> **Objective**
Return all of the data exactly as given.

> **Task data**
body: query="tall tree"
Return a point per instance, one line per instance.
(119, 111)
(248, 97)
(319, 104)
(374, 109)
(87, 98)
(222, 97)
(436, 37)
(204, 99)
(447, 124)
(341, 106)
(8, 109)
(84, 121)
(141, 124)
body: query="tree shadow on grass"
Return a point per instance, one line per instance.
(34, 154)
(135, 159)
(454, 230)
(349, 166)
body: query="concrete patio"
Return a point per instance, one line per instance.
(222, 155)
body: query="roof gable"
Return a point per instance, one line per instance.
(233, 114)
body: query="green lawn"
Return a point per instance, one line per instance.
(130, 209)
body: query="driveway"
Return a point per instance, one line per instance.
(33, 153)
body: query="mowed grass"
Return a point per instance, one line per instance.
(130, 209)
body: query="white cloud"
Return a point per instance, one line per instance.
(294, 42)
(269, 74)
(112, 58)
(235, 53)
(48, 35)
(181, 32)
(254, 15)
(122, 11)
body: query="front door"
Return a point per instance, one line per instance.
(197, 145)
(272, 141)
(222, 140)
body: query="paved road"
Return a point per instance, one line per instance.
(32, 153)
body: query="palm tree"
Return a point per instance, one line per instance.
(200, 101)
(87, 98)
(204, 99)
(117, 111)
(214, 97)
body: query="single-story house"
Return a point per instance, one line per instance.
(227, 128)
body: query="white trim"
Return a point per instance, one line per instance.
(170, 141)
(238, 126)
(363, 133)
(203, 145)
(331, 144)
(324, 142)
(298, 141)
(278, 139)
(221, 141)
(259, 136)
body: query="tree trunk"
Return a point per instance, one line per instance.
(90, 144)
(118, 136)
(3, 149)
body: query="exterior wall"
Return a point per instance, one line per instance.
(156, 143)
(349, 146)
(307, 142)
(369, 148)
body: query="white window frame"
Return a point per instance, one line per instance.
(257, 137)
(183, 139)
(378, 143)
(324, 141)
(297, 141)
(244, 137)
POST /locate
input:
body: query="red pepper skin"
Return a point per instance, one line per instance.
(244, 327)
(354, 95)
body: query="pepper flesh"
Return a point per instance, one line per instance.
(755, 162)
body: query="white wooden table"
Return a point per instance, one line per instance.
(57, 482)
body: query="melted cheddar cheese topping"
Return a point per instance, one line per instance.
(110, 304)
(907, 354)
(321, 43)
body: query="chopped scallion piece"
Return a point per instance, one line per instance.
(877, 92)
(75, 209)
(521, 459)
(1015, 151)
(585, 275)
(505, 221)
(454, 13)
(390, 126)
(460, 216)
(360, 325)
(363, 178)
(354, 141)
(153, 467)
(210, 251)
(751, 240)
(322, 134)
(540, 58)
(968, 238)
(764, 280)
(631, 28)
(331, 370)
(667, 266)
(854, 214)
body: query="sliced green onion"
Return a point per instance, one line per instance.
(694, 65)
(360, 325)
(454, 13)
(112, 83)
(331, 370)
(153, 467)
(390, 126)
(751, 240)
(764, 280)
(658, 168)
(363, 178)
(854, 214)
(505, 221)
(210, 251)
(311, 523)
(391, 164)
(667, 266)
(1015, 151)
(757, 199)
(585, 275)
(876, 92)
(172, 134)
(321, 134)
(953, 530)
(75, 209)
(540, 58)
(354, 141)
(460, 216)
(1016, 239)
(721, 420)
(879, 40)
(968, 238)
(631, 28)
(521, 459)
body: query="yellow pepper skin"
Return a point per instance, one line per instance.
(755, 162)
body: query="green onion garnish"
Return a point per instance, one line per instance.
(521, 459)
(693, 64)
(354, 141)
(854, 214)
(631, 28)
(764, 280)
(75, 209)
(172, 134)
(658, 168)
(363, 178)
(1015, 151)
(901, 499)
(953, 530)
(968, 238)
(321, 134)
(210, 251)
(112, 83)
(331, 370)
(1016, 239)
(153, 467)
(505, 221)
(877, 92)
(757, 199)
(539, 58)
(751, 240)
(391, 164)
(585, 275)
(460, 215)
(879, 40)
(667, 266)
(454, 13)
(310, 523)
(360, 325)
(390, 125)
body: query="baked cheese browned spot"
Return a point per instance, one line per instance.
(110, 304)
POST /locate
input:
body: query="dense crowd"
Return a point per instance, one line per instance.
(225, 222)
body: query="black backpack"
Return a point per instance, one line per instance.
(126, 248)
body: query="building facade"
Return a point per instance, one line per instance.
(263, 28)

> **Task response**
body: query="tall tree"
Return a point per instance, one line per instance.
(119, 111)
(248, 97)
(319, 104)
(374, 109)
(87, 98)
(222, 97)
(436, 37)
(204, 99)
(447, 124)
(341, 106)
(8, 109)
(84, 121)
(141, 124)
body: query="tree shadow on grass"
Return a point per instance, one line per instance.
(34, 154)
(135, 159)
(454, 230)
(349, 166)
body: query="concrete patio"
Return a point per instance, one line per instance.
(222, 155)
body: query="roof gable"
Return a point per instance, one line per instance.
(233, 114)
body: query="green lawn"
Return a point per instance, one line per instance.
(130, 209)
body: query="driveway"
Return a point per instance, one line per instance.
(33, 153)
body: query="mowed grass"
Return a point per instance, one line per instance.
(130, 209)
body: query="white cloud"
Return a point per instance, one line per instance.
(294, 42)
(269, 74)
(112, 58)
(235, 53)
(48, 35)
(181, 32)
(254, 15)
(122, 11)
body: query="front door"
Return a point per instance, one line per instance.
(197, 145)
(272, 141)
(222, 140)
body: query="paved road"
Return a point per instance, one line per instance.
(32, 153)
body: query="palm tree"
Return a point per instance, one line per instance.
(200, 101)
(87, 98)
(204, 99)
(117, 111)
(214, 97)
body: query="single-story house"
Return a point per instance, one line per instance.
(227, 128)
body: query="white trim"
Return a point per instance, one line per instance.
(170, 141)
(238, 126)
(363, 133)
(203, 145)
(331, 144)
(324, 142)
(298, 141)
(278, 139)
(221, 141)
(259, 136)
body: query="tree trunk"
Return a point per instance, one line per instance.
(90, 144)
(118, 136)
(3, 149)
body: query="exterior wall"
Return a point per instance, one line per instance.
(156, 143)
(349, 146)
(307, 142)
(369, 148)
body: query="white window frame"
Return a point per instance, one line per instance.
(257, 137)
(183, 139)
(378, 143)
(324, 141)
(297, 141)
(244, 137)
POST /locate
input:
body: query="red pepper skin"
Return a point per instance, one line per instance.
(244, 327)
(354, 95)
body: query="pepper flesh"
Return a point per instance, one line per instance.
(755, 162)
body: query="white wooden table"
Return a point per instance, one line per instance.
(57, 482)
body: query="melted cheddar cheese topping"
Return a point per instance, one line per instance.
(110, 304)
(907, 354)
(321, 43)
body: query="chopped scallion piece"
Return a point per instance, one line per instance.
(877, 92)
(75, 209)
(521, 459)
(1015, 151)
(585, 275)
(505, 221)
(454, 13)
(390, 126)
(460, 216)
(360, 325)
(363, 178)
(354, 141)
(153, 467)
(210, 251)
(751, 240)
(322, 134)
(540, 58)
(968, 238)
(764, 280)
(631, 28)
(331, 370)
(667, 266)
(854, 214)
body: query="sliced green onion"
Return a point per instance, one line per instance.
(694, 65)
(360, 325)
(454, 13)
(112, 83)
(331, 370)
(153, 467)
(390, 126)
(751, 240)
(764, 280)
(658, 168)
(363, 178)
(854, 214)
(505, 221)
(210, 251)
(311, 523)
(391, 164)
(667, 266)
(1015, 151)
(757, 199)
(585, 275)
(876, 92)
(172, 134)
(321, 134)
(953, 530)
(75, 209)
(540, 58)
(354, 141)
(460, 216)
(1016, 239)
(721, 420)
(879, 40)
(968, 238)
(631, 28)
(521, 459)
body: query="yellow pepper skin"
Return a point per instance, one line per instance.
(755, 162)
body: query="green onion garnish"
Return a point per instance, one line per instance.
(521, 459)
(693, 64)
(354, 141)
(854, 214)
(631, 28)
(764, 280)
(75, 209)
(172, 134)
(658, 168)
(363, 178)
(1015, 151)
(901, 499)
(953, 530)
(968, 238)
(321, 134)
(210, 251)
(112, 83)
(331, 370)
(1016, 239)
(153, 467)
(505, 221)
(877, 92)
(757, 199)
(539, 58)
(751, 240)
(391, 164)
(585, 275)
(460, 215)
(879, 40)
(667, 266)
(454, 13)
(310, 523)
(360, 325)
(390, 125)
body: query="baked cheese browned spot"
Return a point per instance, one line per instance.
(110, 304)
POST /locate
input:
body: query="dense crowd"
Return a point per instance, one line per instance.
(225, 222)
body: query="black backpack"
Return a point per instance, one line per instance.
(126, 248)
body: query="building facade"
Return a point per instance, one line per instance.
(263, 28)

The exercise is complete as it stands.